[Dataset rows on where objects appear]
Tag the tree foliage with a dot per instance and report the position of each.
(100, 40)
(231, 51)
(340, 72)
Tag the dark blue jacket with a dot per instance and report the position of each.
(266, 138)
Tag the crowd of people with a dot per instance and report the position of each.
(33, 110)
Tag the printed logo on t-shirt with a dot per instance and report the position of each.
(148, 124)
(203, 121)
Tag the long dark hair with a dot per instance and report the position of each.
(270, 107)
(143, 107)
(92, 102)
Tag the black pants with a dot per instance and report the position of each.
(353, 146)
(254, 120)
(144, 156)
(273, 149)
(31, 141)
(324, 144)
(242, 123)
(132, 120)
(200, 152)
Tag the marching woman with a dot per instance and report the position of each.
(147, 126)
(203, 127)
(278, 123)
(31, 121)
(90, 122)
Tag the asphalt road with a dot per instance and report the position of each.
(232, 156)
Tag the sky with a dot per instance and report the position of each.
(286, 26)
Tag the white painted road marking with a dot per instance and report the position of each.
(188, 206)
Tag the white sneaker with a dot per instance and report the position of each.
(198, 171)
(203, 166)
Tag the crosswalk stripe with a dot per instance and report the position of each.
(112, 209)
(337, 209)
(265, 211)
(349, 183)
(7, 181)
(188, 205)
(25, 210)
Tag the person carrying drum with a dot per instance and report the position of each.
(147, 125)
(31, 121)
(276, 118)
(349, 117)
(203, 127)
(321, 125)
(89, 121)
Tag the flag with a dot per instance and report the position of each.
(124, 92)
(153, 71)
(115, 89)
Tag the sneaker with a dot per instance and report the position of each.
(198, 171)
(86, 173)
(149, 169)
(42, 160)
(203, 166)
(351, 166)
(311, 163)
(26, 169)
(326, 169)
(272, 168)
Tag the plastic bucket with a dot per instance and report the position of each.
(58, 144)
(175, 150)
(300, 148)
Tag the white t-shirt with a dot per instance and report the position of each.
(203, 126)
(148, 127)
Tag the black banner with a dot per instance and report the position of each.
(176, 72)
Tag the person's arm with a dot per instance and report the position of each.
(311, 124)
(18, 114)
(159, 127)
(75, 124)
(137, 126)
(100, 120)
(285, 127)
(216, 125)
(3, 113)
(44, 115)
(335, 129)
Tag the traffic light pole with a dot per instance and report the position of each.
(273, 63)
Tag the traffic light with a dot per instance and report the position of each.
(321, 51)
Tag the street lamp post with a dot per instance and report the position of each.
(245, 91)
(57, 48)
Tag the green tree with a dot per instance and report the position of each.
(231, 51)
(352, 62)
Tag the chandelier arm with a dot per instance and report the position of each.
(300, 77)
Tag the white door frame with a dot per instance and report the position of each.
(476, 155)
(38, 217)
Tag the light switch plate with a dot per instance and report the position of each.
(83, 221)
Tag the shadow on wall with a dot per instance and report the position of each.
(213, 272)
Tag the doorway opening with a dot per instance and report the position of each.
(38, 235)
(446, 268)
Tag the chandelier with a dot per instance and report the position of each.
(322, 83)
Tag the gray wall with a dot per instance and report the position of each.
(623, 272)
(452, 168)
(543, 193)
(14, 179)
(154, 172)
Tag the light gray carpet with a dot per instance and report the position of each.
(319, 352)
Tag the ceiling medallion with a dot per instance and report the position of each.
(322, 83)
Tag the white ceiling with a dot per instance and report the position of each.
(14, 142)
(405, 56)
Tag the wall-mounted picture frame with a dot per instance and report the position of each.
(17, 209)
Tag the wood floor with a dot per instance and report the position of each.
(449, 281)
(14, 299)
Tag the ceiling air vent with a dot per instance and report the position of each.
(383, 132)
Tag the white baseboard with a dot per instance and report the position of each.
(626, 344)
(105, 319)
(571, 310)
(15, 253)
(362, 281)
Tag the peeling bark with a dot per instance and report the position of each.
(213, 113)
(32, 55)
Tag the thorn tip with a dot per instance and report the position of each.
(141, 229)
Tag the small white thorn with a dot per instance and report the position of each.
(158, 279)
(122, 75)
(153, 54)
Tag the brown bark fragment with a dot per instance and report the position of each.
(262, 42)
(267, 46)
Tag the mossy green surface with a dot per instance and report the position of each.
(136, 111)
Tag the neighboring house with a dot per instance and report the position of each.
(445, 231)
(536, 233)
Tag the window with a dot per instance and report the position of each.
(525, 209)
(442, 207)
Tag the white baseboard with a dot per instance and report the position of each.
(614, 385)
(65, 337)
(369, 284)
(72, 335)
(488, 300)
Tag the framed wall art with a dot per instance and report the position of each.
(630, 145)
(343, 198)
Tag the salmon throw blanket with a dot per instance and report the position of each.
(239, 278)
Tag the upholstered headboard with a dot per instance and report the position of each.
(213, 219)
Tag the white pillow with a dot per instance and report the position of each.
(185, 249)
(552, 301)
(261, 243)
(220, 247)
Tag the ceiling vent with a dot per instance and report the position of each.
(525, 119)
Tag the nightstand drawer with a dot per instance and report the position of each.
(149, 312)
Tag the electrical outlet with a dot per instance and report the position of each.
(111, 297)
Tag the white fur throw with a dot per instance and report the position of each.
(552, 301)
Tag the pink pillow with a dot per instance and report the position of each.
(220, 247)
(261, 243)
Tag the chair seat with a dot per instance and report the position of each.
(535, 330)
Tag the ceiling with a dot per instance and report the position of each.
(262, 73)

==

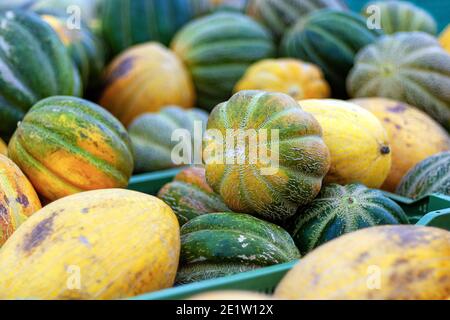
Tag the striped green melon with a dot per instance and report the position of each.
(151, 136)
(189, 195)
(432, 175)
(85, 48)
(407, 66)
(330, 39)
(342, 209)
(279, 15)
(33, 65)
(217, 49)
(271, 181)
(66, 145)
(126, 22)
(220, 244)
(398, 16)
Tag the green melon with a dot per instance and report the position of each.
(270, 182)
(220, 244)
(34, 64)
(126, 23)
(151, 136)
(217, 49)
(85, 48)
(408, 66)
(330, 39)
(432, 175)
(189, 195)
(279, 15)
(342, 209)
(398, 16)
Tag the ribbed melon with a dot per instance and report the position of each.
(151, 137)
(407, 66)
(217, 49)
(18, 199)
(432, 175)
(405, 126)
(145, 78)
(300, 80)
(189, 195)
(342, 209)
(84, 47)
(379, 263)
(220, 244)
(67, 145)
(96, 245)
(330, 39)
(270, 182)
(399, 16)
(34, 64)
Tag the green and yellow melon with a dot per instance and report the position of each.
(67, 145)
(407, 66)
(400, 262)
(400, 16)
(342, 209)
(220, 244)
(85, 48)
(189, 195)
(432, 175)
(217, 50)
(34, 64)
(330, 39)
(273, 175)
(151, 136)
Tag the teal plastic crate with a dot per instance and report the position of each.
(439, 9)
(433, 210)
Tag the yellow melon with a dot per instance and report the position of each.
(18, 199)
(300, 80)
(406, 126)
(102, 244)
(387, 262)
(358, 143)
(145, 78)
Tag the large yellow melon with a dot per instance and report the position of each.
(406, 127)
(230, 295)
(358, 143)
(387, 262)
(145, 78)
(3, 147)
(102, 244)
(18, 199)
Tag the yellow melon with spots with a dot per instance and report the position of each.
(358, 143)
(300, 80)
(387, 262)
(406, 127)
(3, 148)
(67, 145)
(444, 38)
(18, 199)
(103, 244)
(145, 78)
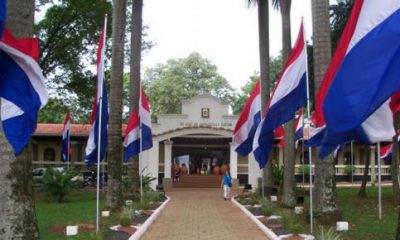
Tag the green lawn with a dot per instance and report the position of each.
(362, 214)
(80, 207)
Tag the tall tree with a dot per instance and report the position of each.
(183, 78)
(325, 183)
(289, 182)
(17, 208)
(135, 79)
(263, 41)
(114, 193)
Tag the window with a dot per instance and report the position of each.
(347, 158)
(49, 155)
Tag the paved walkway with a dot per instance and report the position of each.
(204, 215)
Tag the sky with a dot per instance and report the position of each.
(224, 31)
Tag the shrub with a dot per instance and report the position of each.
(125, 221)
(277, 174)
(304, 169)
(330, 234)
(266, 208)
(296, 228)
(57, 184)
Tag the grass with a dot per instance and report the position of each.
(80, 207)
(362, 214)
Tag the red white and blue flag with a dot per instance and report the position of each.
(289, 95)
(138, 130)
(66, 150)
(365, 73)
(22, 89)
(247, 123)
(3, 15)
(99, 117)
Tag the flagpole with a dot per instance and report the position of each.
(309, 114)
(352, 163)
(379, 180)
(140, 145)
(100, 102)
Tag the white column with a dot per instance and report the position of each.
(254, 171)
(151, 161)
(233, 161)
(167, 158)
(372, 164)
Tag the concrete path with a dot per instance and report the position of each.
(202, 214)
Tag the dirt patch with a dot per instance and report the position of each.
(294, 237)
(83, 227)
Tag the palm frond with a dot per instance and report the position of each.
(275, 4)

## Your task
Gather every line of the entries above that contains the word "yellow". Case counts.

## Exercise output
Tag the green and yellow melon with a dot per instance and report the position of each.
Tag the yellow melon with a dot per instance and report the position of each.
Tag the large yellow melon with a dot per instance and report the position of each.
Tag the yellow melon with spots with a dot per instance and report the position of each.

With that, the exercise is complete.